Instructions for the task: Repeat exactly the lines from the start of the entries below through the line containing "query | yellow high-visibility jacket". Omit the rest.

┄┄┄┄┄┄

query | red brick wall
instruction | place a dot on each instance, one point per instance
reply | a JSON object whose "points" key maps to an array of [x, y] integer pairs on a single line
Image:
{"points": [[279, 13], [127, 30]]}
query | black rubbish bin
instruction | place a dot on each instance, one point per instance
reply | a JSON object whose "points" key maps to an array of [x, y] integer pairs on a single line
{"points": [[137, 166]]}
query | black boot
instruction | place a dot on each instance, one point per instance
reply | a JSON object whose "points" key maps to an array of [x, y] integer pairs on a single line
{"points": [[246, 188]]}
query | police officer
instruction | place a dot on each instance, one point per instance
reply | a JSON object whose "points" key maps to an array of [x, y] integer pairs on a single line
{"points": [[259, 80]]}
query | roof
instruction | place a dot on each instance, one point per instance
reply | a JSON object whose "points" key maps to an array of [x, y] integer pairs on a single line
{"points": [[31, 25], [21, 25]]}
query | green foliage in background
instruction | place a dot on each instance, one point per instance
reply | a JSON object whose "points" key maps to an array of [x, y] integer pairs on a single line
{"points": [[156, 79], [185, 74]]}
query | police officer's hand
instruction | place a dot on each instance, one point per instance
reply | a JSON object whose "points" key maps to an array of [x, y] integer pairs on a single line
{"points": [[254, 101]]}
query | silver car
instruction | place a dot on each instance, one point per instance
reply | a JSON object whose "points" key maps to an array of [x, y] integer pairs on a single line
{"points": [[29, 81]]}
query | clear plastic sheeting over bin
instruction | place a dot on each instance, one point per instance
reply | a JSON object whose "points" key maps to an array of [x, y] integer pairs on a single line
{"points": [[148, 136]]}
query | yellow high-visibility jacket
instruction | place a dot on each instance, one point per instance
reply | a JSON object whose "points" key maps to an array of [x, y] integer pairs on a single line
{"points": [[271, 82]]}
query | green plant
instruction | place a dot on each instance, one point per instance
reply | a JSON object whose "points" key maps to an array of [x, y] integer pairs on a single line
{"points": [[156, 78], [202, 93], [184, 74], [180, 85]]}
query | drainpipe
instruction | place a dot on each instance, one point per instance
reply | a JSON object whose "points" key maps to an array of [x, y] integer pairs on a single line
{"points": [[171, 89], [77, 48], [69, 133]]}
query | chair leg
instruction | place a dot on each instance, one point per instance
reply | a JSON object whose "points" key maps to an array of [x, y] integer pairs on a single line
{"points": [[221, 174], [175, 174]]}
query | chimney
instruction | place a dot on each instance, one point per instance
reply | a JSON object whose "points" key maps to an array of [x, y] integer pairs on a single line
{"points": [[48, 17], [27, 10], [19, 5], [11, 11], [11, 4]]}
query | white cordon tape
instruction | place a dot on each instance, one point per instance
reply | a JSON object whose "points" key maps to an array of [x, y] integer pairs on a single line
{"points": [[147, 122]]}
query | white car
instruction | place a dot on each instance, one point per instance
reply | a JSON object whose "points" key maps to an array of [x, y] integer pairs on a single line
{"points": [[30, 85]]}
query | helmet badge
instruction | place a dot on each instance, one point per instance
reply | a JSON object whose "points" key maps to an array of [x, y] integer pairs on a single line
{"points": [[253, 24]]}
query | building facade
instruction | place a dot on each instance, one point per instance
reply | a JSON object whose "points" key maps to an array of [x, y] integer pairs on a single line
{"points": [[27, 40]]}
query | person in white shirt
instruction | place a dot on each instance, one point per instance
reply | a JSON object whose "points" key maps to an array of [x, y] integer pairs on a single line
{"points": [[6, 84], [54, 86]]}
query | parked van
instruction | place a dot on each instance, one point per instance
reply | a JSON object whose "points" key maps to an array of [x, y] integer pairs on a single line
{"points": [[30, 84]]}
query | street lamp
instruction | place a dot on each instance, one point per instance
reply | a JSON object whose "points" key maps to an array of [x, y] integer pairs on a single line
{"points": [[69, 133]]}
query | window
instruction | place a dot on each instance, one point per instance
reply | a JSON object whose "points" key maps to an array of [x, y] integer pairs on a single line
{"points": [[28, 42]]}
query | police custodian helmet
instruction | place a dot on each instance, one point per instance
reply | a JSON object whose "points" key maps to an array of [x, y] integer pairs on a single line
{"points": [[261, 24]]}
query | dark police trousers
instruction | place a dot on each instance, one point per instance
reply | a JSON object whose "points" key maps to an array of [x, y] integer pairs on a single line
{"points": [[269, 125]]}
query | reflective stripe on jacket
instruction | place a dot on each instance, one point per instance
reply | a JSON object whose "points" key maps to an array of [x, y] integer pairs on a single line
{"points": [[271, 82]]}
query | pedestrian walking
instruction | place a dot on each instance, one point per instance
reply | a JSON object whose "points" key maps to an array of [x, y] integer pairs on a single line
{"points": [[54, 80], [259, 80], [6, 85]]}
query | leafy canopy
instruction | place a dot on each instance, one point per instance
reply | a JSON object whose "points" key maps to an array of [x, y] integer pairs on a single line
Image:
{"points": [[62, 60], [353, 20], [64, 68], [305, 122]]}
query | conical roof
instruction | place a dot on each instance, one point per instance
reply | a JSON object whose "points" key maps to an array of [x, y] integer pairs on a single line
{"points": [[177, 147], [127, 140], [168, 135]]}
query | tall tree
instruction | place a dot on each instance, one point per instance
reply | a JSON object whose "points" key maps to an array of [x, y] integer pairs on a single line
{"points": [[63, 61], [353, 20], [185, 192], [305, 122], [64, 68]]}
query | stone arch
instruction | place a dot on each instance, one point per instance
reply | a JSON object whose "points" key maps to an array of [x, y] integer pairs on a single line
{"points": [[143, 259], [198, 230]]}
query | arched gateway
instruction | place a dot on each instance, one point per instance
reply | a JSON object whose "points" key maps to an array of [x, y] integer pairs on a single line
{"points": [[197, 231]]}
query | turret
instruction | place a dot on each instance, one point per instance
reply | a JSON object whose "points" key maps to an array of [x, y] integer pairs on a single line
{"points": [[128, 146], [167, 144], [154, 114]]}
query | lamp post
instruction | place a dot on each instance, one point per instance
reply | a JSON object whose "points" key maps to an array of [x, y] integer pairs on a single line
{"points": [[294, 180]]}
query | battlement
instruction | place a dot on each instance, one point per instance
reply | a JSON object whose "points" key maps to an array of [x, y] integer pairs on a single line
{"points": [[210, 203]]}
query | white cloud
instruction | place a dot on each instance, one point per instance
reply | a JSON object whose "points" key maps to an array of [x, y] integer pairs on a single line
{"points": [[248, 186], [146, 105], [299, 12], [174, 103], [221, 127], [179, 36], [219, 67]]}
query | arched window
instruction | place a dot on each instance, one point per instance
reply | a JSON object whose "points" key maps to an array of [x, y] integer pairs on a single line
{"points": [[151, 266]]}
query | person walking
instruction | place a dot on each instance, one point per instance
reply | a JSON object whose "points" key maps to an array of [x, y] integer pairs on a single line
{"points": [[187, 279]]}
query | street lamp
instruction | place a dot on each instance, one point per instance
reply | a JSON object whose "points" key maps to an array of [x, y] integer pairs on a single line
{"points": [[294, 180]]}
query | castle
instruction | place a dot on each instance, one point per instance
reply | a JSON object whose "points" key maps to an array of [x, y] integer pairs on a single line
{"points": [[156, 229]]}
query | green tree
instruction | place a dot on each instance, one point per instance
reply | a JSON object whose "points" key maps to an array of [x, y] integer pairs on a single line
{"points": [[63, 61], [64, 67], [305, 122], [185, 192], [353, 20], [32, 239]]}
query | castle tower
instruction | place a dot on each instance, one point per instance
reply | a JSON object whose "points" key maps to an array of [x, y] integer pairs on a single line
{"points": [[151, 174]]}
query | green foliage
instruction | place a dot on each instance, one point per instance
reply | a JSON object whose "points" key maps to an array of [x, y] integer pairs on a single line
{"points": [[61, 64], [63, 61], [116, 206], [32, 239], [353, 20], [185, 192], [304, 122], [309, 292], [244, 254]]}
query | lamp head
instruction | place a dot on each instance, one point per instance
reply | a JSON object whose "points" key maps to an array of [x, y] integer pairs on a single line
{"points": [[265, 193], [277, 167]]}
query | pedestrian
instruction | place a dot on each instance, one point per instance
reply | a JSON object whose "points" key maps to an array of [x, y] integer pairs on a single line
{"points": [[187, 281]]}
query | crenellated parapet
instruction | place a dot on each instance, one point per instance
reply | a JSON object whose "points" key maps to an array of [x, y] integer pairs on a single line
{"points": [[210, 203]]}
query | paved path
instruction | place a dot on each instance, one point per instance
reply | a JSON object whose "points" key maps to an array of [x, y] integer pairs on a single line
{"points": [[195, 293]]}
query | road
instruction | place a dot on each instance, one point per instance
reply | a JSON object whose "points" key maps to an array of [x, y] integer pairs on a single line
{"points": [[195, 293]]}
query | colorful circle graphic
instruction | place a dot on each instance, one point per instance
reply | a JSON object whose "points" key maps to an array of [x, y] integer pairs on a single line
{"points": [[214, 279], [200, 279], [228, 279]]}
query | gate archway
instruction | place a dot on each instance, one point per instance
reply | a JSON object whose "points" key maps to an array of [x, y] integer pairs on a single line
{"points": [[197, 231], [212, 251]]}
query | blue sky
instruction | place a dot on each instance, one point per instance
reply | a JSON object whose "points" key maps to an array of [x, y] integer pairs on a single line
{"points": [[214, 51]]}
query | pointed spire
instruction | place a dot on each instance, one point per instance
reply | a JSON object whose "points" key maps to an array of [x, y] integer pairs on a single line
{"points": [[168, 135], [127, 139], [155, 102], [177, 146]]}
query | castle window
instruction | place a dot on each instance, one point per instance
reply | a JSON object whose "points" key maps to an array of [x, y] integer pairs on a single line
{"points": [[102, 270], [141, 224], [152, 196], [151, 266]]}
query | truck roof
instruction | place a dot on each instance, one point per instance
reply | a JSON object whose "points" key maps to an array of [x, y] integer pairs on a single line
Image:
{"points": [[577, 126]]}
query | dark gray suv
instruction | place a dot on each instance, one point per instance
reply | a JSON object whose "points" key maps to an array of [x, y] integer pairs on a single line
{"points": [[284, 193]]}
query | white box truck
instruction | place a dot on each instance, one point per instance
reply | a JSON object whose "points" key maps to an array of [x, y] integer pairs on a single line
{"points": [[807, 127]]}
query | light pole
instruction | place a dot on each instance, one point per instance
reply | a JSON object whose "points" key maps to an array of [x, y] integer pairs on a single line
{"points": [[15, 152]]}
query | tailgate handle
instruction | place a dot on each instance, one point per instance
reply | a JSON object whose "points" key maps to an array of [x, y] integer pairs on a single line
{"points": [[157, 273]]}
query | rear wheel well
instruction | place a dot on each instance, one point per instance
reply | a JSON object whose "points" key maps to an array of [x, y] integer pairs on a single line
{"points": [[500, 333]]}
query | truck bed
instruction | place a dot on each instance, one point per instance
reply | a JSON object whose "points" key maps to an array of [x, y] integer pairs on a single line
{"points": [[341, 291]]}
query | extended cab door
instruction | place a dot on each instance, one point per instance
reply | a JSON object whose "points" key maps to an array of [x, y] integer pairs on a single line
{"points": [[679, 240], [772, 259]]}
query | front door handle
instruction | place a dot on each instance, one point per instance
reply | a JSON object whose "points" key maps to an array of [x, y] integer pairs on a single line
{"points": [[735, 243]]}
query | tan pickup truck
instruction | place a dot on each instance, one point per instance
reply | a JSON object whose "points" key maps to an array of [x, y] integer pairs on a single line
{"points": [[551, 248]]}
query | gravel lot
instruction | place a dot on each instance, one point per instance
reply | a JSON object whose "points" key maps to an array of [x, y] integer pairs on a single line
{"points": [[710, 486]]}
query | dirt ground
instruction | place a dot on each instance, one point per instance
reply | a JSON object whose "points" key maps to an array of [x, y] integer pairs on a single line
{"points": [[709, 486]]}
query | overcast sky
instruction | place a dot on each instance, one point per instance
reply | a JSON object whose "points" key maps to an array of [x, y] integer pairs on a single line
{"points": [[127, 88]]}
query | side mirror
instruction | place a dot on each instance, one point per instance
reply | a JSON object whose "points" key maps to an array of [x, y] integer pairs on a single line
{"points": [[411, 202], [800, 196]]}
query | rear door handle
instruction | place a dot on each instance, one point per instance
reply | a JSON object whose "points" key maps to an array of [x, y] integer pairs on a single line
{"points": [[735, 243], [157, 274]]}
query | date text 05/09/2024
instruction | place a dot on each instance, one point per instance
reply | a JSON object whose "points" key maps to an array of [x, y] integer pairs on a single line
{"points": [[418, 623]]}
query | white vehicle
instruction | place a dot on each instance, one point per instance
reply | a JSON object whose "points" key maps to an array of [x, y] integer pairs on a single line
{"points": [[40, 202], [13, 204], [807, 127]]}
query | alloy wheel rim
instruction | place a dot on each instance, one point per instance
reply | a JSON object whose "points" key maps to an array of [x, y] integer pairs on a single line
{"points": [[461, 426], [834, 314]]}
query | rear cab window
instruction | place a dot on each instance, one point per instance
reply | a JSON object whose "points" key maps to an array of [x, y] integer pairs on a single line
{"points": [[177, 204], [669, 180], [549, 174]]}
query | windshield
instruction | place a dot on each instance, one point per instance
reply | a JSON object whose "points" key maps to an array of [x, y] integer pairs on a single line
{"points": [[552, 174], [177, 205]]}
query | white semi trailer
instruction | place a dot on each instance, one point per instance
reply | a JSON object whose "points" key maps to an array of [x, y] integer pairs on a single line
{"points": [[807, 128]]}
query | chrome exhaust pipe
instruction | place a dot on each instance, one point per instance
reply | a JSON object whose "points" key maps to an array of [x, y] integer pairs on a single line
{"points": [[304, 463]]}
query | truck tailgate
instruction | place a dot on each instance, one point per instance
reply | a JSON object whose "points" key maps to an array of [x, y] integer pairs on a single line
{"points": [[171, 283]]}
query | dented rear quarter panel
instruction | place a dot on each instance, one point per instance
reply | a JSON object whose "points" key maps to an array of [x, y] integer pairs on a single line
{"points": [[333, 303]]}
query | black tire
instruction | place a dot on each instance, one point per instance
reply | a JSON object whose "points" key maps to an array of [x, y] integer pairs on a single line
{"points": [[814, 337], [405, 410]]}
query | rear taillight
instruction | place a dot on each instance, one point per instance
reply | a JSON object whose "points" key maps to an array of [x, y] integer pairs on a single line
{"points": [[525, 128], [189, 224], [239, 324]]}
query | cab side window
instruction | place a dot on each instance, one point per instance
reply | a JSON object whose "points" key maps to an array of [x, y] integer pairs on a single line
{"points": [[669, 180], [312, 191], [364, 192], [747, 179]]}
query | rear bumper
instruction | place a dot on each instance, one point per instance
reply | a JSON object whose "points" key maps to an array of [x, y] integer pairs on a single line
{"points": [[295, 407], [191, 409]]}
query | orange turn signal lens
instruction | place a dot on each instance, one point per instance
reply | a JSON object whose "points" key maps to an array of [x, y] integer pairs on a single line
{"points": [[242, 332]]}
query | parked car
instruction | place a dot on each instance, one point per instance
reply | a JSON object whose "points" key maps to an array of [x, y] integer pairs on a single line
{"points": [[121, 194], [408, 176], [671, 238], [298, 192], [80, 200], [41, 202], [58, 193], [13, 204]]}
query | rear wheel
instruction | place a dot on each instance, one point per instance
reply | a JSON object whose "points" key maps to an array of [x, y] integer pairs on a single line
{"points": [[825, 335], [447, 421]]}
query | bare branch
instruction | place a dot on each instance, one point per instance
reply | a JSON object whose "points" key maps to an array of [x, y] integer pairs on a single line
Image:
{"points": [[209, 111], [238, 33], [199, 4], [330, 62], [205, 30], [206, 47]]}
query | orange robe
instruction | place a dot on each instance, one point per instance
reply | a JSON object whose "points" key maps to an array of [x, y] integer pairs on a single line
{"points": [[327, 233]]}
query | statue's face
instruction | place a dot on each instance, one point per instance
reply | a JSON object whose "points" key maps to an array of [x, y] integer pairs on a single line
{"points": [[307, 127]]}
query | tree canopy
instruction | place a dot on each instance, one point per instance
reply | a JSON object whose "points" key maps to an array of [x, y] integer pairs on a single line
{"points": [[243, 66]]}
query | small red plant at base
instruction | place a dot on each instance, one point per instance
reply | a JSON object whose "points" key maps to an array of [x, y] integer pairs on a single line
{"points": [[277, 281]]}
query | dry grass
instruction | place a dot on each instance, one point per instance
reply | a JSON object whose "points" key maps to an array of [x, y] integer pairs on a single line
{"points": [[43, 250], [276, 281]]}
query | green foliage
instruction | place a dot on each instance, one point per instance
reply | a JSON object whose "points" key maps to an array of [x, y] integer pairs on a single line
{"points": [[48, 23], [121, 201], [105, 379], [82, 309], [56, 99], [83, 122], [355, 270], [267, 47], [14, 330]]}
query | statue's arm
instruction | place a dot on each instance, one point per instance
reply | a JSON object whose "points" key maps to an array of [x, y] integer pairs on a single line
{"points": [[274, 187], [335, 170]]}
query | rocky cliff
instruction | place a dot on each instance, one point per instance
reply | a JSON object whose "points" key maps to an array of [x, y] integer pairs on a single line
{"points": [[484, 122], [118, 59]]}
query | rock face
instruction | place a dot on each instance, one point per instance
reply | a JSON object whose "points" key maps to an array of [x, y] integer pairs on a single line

┄┄┄┄┄┄

Answer space:
query | red brick wall
instruction | place a dot on each instance, one point per instance
reply | a JSON object whose "points" key maps to an array of [x, y] integer pairs on a single line
Image:
{"points": [[279, 13], [127, 30]]}
query | black rubbish bin
instruction | place a dot on each instance, one point per instance
reply | a JSON object whose "points" key maps to an array of [x, y] integer pairs on a single line
{"points": [[137, 166]]}
query | black boot
instruction | place a dot on each instance, one point per instance
reply | a JSON object whose "points" key maps to an array of [x, y] integer pairs on a single line
{"points": [[246, 188]]}
query | police officer
instruction | place a dot on each instance, one point per instance
reply | a JSON object whose "points" key maps to an array of [x, y] integer pairs on a single line
{"points": [[259, 80]]}
query | roof
instruction | place a dot on each instance, one point per instance
reply | a JSON object whose "points" key maps to an array of [x, y] integer pairs on a single line
{"points": [[31, 25], [21, 25]]}
query | green foliage in background
instruction | place a dot on each instance, one point per instance
reply | a JSON object whose "points" key maps to an array of [x, y] integer pairs on a single line
{"points": [[156, 79], [185, 74]]}
query | police officer's hand
instruction | place a dot on each instance, one point per instance
reply | a JSON object whose "points" key maps to an array of [x, y] integer pairs on a single line
{"points": [[254, 101]]}
query | silver car
instruction | place a dot on each instance, one point per instance
reply | a JSON object whose "points" key maps to an array of [x, y] integer pairs on a single line
{"points": [[29, 81]]}
query | clear plastic sheeting over bin
instruction | place a dot on each instance, one point per instance
reply | a JSON object whose "points" key maps to an array of [x, y] integer pairs on a single line
{"points": [[148, 136]]}
query | yellow high-visibility jacket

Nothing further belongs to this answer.